EXERCISE: Reproduce all of the entries below in full, with their requests, and shift every coordinate in the answers up by 79. Leave the numbers in the requests and their format samples unchanged.

** BEGIN STORED DATA **

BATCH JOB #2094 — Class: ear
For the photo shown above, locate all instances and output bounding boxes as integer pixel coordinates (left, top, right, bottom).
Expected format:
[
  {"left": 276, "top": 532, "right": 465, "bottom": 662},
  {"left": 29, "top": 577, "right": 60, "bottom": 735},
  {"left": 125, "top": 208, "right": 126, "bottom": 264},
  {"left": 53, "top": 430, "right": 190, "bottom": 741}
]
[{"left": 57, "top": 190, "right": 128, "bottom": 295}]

** END STORED DATA **

TASK SOLUTION:
BATCH JOB #2094 — Class: ear
For the photo shown above, locate all instances and output bounding boxes as integer pixel coordinates (left, top, right, bottom).
Expected format:
[
  {"left": 276, "top": 532, "right": 465, "bottom": 662},
  {"left": 29, "top": 577, "right": 60, "bottom": 735},
  {"left": 125, "top": 208, "right": 126, "bottom": 264},
  {"left": 53, "top": 430, "right": 190, "bottom": 741}
]
[{"left": 136, "top": 269, "right": 207, "bottom": 374}]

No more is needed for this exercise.